• What is expected
The entries below are to be repeated exactly as they stand.

[Region pointing data]

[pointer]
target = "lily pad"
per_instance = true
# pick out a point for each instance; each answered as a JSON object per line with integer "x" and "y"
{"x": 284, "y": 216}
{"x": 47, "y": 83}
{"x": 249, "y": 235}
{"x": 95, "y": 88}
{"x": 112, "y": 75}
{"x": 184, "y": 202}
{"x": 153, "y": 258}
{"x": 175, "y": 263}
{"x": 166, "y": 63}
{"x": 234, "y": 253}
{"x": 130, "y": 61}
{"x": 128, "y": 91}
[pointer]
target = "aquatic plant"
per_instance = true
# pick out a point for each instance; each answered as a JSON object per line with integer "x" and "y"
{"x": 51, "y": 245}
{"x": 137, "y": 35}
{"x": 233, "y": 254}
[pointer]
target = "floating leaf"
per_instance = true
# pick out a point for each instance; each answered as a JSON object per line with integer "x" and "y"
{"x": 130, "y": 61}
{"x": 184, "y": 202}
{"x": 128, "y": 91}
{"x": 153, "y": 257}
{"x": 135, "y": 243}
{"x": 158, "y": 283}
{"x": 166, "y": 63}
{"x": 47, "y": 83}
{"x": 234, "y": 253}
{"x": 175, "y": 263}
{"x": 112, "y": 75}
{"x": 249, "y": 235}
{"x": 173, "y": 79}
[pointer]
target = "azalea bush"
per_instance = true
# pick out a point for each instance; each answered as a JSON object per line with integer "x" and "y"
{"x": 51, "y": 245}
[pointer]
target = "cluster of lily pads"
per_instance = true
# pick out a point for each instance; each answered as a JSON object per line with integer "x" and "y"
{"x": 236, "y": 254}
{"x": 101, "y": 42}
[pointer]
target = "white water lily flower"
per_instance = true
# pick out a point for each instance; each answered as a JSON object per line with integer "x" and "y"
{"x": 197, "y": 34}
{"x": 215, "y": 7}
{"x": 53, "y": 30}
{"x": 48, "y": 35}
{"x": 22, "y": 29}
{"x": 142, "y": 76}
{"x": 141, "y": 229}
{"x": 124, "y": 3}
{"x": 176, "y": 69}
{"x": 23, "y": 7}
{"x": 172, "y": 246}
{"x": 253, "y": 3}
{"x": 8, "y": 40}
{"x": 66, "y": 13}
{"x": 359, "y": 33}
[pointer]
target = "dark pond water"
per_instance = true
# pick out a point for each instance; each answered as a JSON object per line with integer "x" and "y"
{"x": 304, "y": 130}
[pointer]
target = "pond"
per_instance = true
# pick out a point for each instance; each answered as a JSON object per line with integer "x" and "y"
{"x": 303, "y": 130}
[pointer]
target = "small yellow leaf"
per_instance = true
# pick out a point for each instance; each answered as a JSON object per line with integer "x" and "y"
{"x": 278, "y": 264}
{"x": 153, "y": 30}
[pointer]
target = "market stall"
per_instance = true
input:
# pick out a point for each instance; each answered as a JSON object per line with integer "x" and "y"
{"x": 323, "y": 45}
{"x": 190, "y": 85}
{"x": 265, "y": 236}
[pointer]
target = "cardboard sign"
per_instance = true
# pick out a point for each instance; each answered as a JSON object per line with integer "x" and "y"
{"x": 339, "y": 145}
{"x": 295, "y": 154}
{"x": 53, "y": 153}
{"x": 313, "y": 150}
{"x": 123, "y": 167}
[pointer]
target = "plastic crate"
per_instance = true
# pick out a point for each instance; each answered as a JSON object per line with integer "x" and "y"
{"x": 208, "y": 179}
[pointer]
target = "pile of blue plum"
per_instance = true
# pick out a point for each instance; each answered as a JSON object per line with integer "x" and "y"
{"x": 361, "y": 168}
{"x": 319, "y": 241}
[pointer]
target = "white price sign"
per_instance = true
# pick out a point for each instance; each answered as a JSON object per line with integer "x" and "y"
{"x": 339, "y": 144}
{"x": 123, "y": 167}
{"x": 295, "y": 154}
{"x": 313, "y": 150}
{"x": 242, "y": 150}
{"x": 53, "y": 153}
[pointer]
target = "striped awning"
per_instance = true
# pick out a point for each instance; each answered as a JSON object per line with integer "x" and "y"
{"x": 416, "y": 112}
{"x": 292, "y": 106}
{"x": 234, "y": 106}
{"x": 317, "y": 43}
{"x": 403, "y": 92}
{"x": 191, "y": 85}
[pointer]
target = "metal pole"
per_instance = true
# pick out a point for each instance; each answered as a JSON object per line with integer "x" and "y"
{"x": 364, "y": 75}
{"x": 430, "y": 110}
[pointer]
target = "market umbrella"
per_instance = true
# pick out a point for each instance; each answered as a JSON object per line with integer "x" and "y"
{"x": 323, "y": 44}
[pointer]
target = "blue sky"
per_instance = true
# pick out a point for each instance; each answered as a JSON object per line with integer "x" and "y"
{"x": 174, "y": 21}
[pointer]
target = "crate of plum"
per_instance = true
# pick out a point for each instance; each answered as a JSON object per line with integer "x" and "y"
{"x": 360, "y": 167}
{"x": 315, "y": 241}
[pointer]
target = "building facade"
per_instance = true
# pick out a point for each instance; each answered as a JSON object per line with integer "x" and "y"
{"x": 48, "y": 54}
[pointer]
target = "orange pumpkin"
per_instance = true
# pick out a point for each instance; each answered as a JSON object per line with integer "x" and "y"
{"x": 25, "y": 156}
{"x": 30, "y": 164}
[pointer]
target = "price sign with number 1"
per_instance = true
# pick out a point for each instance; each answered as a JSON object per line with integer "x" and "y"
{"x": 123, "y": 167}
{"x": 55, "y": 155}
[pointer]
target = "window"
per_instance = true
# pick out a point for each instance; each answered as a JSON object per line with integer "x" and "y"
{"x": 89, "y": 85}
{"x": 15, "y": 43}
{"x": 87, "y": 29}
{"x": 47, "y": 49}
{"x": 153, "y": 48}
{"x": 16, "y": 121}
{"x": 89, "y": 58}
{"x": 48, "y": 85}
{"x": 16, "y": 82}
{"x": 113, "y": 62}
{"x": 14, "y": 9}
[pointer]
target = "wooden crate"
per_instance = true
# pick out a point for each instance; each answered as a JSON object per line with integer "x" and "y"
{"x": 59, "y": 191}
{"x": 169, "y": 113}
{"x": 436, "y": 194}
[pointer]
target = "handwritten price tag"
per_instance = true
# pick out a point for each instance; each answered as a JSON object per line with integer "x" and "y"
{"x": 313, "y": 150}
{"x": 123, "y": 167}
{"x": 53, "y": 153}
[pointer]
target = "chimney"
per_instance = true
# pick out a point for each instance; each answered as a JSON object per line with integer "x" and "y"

• Solution to the problem
[pointer]
target = "lily pad"
per_instance = true
# pick out a point for each instance; each answered as a JSON object per line with integer "x" and "y"
{"x": 284, "y": 216}
{"x": 47, "y": 83}
{"x": 249, "y": 235}
{"x": 95, "y": 88}
{"x": 112, "y": 75}
{"x": 184, "y": 202}
{"x": 153, "y": 258}
{"x": 175, "y": 263}
{"x": 166, "y": 63}
{"x": 234, "y": 253}
{"x": 130, "y": 61}
{"x": 128, "y": 91}
[pointer]
target = "aquatic plant"
per_instance = true
# pick out a point for each instance; each answered as a JSON object per line with integer "x" and "y"
{"x": 51, "y": 245}
{"x": 137, "y": 35}
{"x": 233, "y": 254}
[pointer]
target = "floating leaf"
per_instance = true
# pick out a point for each instance; each answered as a JSON object per line with integer "x" and "y"
{"x": 130, "y": 61}
{"x": 184, "y": 202}
{"x": 128, "y": 91}
{"x": 153, "y": 257}
{"x": 135, "y": 243}
{"x": 158, "y": 283}
{"x": 166, "y": 63}
{"x": 47, "y": 83}
{"x": 234, "y": 253}
{"x": 175, "y": 263}
{"x": 112, "y": 75}
{"x": 249, "y": 235}
{"x": 173, "y": 79}
[pointer]
target = "azalea bush"
per_instance = true
# pick out a point for each instance; each answered as a JSON object per line with integer "x" and "y"
{"x": 51, "y": 245}
[pointer]
target = "cluster of lily pads"
per_instance = true
# pick out a point for each instance; each answered as a JSON object per line with integer "x" and "y"
{"x": 236, "y": 254}
{"x": 101, "y": 42}
[pointer]
target = "white water lily flower"
per_instance = true
# pick out a point for each instance; each answered as a JSON object per line with integer "x" and "y"
{"x": 197, "y": 34}
{"x": 215, "y": 7}
{"x": 53, "y": 30}
{"x": 48, "y": 35}
{"x": 22, "y": 29}
{"x": 142, "y": 76}
{"x": 141, "y": 229}
{"x": 124, "y": 3}
{"x": 176, "y": 69}
{"x": 23, "y": 7}
{"x": 172, "y": 246}
{"x": 253, "y": 3}
{"x": 8, "y": 40}
{"x": 66, "y": 13}
{"x": 359, "y": 33}
[pointer]
target = "dark pond water"
per_instance = true
# pick out a point for each instance; each answered as a JSON object per line with integer "x" and "y"
{"x": 304, "y": 130}
[pointer]
target = "pond"
per_instance = true
# pick out a point for each instance; each answered as a JSON object per line with integer "x" and "y"
{"x": 303, "y": 130}
[pointer]
target = "small yellow leaf"
per_instance = true
# pick out a point for each instance; each answered as a JSON object per line with integer "x" and "y"
{"x": 278, "y": 264}
{"x": 153, "y": 30}
[pointer]
target = "market stall"
per_instance = true
input:
# pick out a point for each instance; each answered as a JSON object per line with integer "x" and "y"
{"x": 323, "y": 45}
{"x": 190, "y": 85}
{"x": 265, "y": 236}
[pointer]
target = "cardboard sign"
per_instance = true
# pick out a point for each instance; each answered as a JSON object per line with integer "x" and "y"
{"x": 339, "y": 145}
{"x": 295, "y": 154}
{"x": 53, "y": 153}
{"x": 313, "y": 150}
{"x": 123, "y": 167}
[pointer]
target = "plastic crate"
per_instance = true
# pick out a point for each instance; each answered as a JSON object per line with integer "x" and "y"
{"x": 208, "y": 179}
[pointer]
target = "pile of blue plum"
per_instance = true
# pick out a point for each instance; each answered as a JSON object per line with integer "x" and "y"
{"x": 361, "y": 168}
{"x": 319, "y": 241}
[pointer]
target = "white price sign"
per_instance = true
# pick out a point for each instance; each answered as a JSON object per line with integer "x" and "y"
{"x": 339, "y": 144}
{"x": 123, "y": 167}
{"x": 295, "y": 154}
{"x": 313, "y": 150}
{"x": 242, "y": 150}
{"x": 53, "y": 153}
[pointer]
target = "striped awning"
per_instance = true
# pick out a point for each instance; each answered as a JSON object per line with integer "x" and "y"
{"x": 416, "y": 112}
{"x": 292, "y": 106}
{"x": 234, "y": 106}
{"x": 317, "y": 43}
{"x": 403, "y": 92}
{"x": 191, "y": 85}
[pointer]
target = "metal pole"
per_instance = true
# pick out a point for each instance; each answered as a JSON object per line with integer "x" and "y"
{"x": 364, "y": 75}
{"x": 430, "y": 110}
[pointer]
target = "market umbrella"
per_instance = true
# pick out a point for each instance; each answered as a JSON object per line with integer "x" and "y"
{"x": 323, "y": 44}
[pointer]
target = "blue sky"
per_instance = true
# pick out a point for each instance; each answered as a JSON object per line with integer "x" and "y"
{"x": 174, "y": 21}
[pointer]
target = "crate of plum"
per_instance = true
# pick out a point for each instance; each answered as a JSON object per line with integer "x" and "y"
{"x": 360, "y": 167}
{"x": 315, "y": 241}
[pointer]
target = "building facade"
per_instance = true
# pick out a point for each instance; each answered as a JSON object per line with integer "x" and "y"
{"x": 48, "y": 54}
[pointer]
target = "orange pumpkin"
per_instance = true
# pick out a point for each instance; each answered as a JSON object per line with integer "x" and "y"
{"x": 25, "y": 156}
{"x": 30, "y": 164}
[pointer]
target = "price sign with number 1"
per_instance = true
# pick out a point for each instance; each answered as a JSON object per line with integer "x" and "y"
{"x": 123, "y": 167}
{"x": 55, "y": 155}
[pointer]
target = "window"
per_instance = true
# pick out a point for each instance; each answered as a JSON object per line with integer "x" and "y"
{"x": 89, "y": 85}
{"x": 15, "y": 43}
{"x": 87, "y": 29}
{"x": 47, "y": 49}
{"x": 153, "y": 48}
{"x": 16, "y": 121}
{"x": 89, "y": 58}
{"x": 48, "y": 85}
{"x": 16, "y": 82}
{"x": 113, "y": 62}
{"x": 14, "y": 9}
[pointer]
target = "wooden crate"
per_instance = true
# pick out a point for each instance; each answered as a JSON object per line with integer "x" and "y"
{"x": 59, "y": 191}
{"x": 169, "y": 113}
{"x": 436, "y": 194}
[pointer]
target = "handwritten price tag"
per_instance = true
# pick out a point for each instance; each answered as a JSON object per line with integer "x" and "y"
{"x": 313, "y": 150}
{"x": 123, "y": 167}
{"x": 53, "y": 153}
[pointer]
target = "chimney"
per_instance = true
# pick out a point for each instance; each answered as a JSON object per line with integer "x" and "y"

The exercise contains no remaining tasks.